• _DATA FOR THIS TASK_
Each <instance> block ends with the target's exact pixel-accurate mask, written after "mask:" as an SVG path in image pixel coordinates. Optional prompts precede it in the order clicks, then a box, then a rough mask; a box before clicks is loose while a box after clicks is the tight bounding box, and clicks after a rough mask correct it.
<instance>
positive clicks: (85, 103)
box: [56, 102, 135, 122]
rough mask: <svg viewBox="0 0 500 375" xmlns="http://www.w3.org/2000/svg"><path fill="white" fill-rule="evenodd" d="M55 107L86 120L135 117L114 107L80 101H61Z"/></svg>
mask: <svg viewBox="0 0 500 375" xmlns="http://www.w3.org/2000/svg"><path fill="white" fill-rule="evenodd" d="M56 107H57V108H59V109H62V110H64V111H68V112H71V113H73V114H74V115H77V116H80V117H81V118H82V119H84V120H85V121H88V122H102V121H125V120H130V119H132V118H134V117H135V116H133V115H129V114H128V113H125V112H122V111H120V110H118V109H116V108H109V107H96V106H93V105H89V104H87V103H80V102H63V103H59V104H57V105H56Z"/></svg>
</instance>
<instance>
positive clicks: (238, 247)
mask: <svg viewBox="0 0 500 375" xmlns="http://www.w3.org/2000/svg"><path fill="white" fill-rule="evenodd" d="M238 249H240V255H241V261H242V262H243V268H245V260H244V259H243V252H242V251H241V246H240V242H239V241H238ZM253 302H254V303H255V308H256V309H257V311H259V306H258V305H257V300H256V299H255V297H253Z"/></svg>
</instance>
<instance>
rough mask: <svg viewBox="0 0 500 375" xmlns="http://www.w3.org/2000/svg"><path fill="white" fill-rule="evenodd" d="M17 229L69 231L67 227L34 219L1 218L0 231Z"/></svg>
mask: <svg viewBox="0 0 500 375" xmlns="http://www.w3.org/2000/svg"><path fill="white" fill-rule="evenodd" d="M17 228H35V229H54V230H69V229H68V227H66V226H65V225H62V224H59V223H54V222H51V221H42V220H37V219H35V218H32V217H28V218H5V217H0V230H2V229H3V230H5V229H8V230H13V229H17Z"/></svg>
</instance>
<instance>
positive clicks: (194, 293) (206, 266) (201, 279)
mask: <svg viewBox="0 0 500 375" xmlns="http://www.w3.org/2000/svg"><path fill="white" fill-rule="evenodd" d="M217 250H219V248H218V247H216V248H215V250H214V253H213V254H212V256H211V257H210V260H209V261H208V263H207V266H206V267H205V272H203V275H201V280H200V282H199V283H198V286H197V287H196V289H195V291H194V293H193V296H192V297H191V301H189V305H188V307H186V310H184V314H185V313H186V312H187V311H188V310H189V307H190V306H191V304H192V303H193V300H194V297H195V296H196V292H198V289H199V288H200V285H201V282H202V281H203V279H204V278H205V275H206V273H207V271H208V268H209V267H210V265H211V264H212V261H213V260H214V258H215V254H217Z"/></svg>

• _WORK ORDER_
A complete, exact copy of the material above is the expected answer.

• _ANSWER_
Each <instance> block ends with the target's exact pixel-accurate mask, written after "mask:" as an SVG path in image pixel coordinates. Optional prompts precede it in the order clicks, then a box, then a rough mask; a box before clicks is loose while a box after clicks is the tight bounding box, and clicks after a rough mask correct it.
<instance>
positive clicks: (85, 103)
box: [56, 102, 135, 122]
rough mask: <svg viewBox="0 0 500 375" xmlns="http://www.w3.org/2000/svg"><path fill="white" fill-rule="evenodd" d="M55 107L86 120L135 117L114 107L80 101H61Z"/></svg>
mask: <svg viewBox="0 0 500 375" xmlns="http://www.w3.org/2000/svg"><path fill="white" fill-rule="evenodd" d="M56 107H57V108H59V109H62V110H64V111H68V112H71V113H73V114H74V115H77V116H80V117H81V118H82V119H84V120H85V121H88V122H102V121H125V120H130V119H132V118H134V117H135V116H133V115H129V114H128V113H125V112H122V111H120V110H118V109H116V108H109V107H96V106H93V105H89V104H87V103H80V102H63V103H59V104H57V105H56Z"/></svg>
</instance>
<instance>
positive clicks: (238, 247)
mask: <svg viewBox="0 0 500 375" xmlns="http://www.w3.org/2000/svg"><path fill="white" fill-rule="evenodd" d="M238 249H240V255H241V261H242V262H243V268H245V260H244V259H243V252H242V251H241V246H240V242H239V241H238ZM253 302H254V303H255V308H256V309H257V311H259V306H258V305H257V300H256V299H255V297H253Z"/></svg>
</instance>
<instance>
rough mask: <svg viewBox="0 0 500 375" xmlns="http://www.w3.org/2000/svg"><path fill="white" fill-rule="evenodd" d="M17 229L69 231L67 227L34 219L1 218L0 231Z"/></svg>
mask: <svg viewBox="0 0 500 375" xmlns="http://www.w3.org/2000/svg"><path fill="white" fill-rule="evenodd" d="M17 228H35V229H54V230H69V229H68V227H66V226H65V225H62V224H59V223H54V222H51V221H42V220H37V219H35V218H32V217H28V218H5V217H0V230H2V229H3V230H5V229H8V230H13V229H17Z"/></svg>
</instance>
<instance>
positive clicks: (194, 293) (206, 266) (201, 279)
mask: <svg viewBox="0 0 500 375" xmlns="http://www.w3.org/2000/svg"><path fill="white" fill-rule="evenodd" d="M217 250H219V248H218V247H216V248H215V250H214V253H213V254H212V256H211V257H210V260H209V261H208V263H207V266H206V267H205V272H203V275H201V280H200V282H199V283H198V286H197V287H196V289H195V291H194V293H193V296H192V297H191V301H189V305H188V307H186V310H184V314H185V313H186V312H187V311H188V310H189V307H190V306H191V304H192V303H193V300H194V297H195V296H196V292H198V289H199V288H200V285H201V282H202V281H203V279H204V278H205V275H206V273H207V271H208V268H209V267H210V265H211V264H212V261H213V260H214V258H215V254H217Z"/></svg>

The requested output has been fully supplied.